• _Data for the task_:
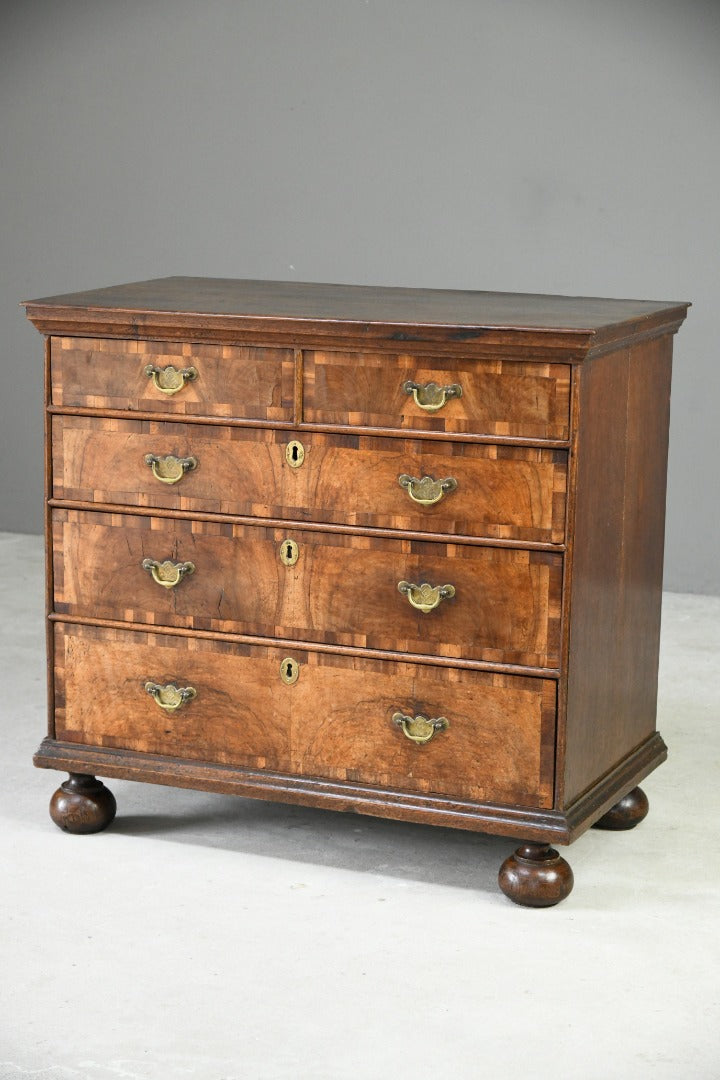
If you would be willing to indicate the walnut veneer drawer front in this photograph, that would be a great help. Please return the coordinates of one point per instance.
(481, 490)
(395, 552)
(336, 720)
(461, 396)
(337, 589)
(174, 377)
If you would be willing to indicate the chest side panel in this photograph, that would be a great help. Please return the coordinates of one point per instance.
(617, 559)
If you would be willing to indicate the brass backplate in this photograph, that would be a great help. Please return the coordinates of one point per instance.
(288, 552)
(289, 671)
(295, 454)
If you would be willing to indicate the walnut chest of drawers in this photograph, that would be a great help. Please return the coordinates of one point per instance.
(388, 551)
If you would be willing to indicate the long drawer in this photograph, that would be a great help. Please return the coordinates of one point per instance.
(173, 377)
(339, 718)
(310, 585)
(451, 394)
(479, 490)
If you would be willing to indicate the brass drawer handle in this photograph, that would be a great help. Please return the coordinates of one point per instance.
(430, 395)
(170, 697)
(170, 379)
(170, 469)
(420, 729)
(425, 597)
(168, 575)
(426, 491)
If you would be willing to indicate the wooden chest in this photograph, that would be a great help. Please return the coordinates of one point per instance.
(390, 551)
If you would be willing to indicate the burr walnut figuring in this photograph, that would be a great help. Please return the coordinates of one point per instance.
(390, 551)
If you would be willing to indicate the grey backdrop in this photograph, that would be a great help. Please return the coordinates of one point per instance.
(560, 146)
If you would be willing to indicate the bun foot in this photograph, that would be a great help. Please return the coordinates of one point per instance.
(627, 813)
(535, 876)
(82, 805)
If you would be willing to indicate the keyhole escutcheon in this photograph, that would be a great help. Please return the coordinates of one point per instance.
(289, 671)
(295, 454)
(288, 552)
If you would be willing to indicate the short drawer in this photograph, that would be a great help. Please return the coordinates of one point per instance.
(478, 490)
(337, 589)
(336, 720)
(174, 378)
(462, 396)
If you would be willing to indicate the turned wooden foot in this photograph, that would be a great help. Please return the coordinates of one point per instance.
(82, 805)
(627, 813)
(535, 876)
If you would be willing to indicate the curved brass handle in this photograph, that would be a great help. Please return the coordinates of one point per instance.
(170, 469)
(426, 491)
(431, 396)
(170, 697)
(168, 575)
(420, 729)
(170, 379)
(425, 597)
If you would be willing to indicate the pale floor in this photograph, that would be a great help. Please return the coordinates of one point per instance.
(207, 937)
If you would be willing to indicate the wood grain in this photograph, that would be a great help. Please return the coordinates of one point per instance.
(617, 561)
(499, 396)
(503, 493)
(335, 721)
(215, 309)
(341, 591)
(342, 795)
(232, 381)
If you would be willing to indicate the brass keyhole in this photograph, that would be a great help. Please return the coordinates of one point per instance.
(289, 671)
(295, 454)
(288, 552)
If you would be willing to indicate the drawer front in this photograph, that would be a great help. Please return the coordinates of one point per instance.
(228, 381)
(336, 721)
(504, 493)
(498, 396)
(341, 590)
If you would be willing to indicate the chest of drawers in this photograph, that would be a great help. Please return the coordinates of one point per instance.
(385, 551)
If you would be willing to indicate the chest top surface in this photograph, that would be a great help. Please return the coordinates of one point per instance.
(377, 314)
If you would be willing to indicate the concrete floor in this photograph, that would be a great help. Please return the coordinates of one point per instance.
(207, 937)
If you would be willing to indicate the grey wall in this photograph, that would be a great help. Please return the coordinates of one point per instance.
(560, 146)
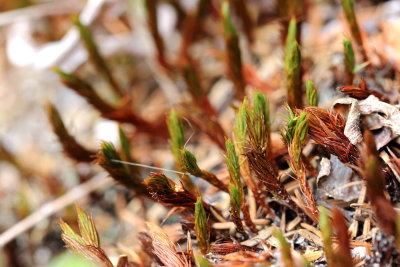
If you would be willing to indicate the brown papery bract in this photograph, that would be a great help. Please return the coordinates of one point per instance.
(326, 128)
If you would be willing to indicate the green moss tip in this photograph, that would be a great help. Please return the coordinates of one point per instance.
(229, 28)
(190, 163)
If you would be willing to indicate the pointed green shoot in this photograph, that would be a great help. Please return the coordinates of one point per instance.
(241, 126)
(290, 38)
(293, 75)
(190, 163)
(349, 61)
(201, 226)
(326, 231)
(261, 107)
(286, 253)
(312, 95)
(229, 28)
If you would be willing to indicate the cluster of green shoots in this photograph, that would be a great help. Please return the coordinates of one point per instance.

• _Task to carry out_:
Print each entry shown above with exact wording and no pictures.

• _Worked solution_:
If you would be willing to indicate the walnut veneer drawer front in this photograph, that would be a great help. Please return the coordinates of one point per instance.
(481, 490)
(395, 552)
(336, 720)
(461, 396)
(337, 589)
(174, 377)
If you would be willing to indicate the chest side panel in this photograph, that would be a great help. Please return the coordinates of one point per instance.
(617, 559)
If you would be willing to indicate the brass backplate in this photograph, that would be a great help. Please return the coordinates of one point per instance.
(288, 552)
(289, 671)
(295, 454)
If you would be willing to indicate the walnut chest of drawers in this photograph, that would be a great help. Please return the coordinates of one point per instance.
(388, 551)
If you would be willing to indicate the long drawer in this photograph, that would be a great help. Please return the coordinates of one point per instance.
(173, 377)
(339, 718)
(310, 585)
(451, 394)
(479, 490)
If you would be willing to indicate the brass drawer handle in this photograph, that would be a great help. Please return the coordinates of one point per instance.
(430, 395)
(170, 697)
(170, 379)
(170, 469)
(420, 729)
(425, 597)
(168, 575)
(426, 491)
If you would be willing to indicate the wooden chest in this photograph, that would be a great help. Please return the coordinates of one point per instance.
(390, 551)
If you would be willing to indicate the burr walnut figuring in this photograph, that would be a great help. Please return the coordinates of one point per instance.
(390, 551)
If you would be willing to indicate the grey backdrop in this photograph, that would be a great help. Please return the coordinates of one point per instance.
(560, 146)
If you would be willing to indicate the bun foot in this photograph, that would be a great help. Please return the coordinates of one point per instance.
(627, 813)
(535, 876)
(82, 805)
If you would be willing to indicate the keyhole escutcheon in this photograph, that would be a great help. Please return the coordinates of one point per instance.
(289, 671)
(295, 454)
(288, 552)
If you would be willing to indicate the short drawer in this photograph, that would be a great help. Please return the coordinates of one point per instance.
(478, 490)
(337, 589)
(336, 720)
(174, 378)
(462, 396)
If you would be willing to indicate the turned wooden foot in this photograph, that would be a great help. Please return the coordinates of one point per instance.
(82, 805)
(627, 813)
(535, 876)
If you would be willing to indicate the curved brass handle in this photograph, that would be a great help. Please return the coordinates of one point per instance.
(170, 469)
(426, 491)
(431, 396)
(170, 697)
(168, 575)
(420, 729)
(170, 379)
(425, 597)
If you would be willing to indicate the pale floor in this photograph, that would be a great help. Please return the coordinates of one point per instance.
(207, 937)
If you would be willing to indicate the wood grain in this photograph, that would be a great help. Please return the coordinates of one point per instance.
(617, 561)
(499, 396)
(503, 493)
(335, 721)
(215, 309)
(341, 591)
(342, 795)
(232, 381)
If you would be willing to indicate the brass keyhole in this photograph, that would be a great help. Please return the coordinates of one point per instance.
(289, 671)
(295, 454)
(288, 552)
If you would be willing to indicate the drawer front in this photograph, that would be a great help. Please return the coordinates of one point per instance.
(228, 381)
(336, 721)
(504, 493)
(498, 396)
(341, 590)
If you would be willing to indicate the chest of drawers in this photograph, that would be a great help. Please return the coordinates of one point per instance.
(385, 551)
If you would be willing to indicate the chest top surface in this photograph, that would be a great help. Please return the coordinates of one point per instance.
(377, 314)
If you would be willing to indicate the concrete floor in this photograph, that would be a great help. Please return the coordinates of one point per instance.
(207, 937)
If you would be willing to indicate the grey wall in this photograph, that would be a great help. Please return the coordinates of one point per instance.
(560, 146)
If you would be willing to indicate the brown papery bract in this photograph, that would be a great help. Please return the coordinates of one point per instance.
(326, 128)
If you would be willing to indicate the green moss tip in this photograph, that would be a great help. Please return the coordinates of one point per instance.
(229, 28)
(190, 163)
If you would be willing to indicate the pointed green shoot in this photograph, that would be a great help. Please return the coordinates of one point per instance.
(241, 126)
(290, 38)
(293, 75)
(190, 163)
(349, 61)
(201, 226)
(326, 231)
(261, 107)
(286, 253)
(312, 95)
(229, 28)
If you would be willing to indicate the cluster of green shoots in this photograph, that would be a great help. Please return the coordinates of one point per instance.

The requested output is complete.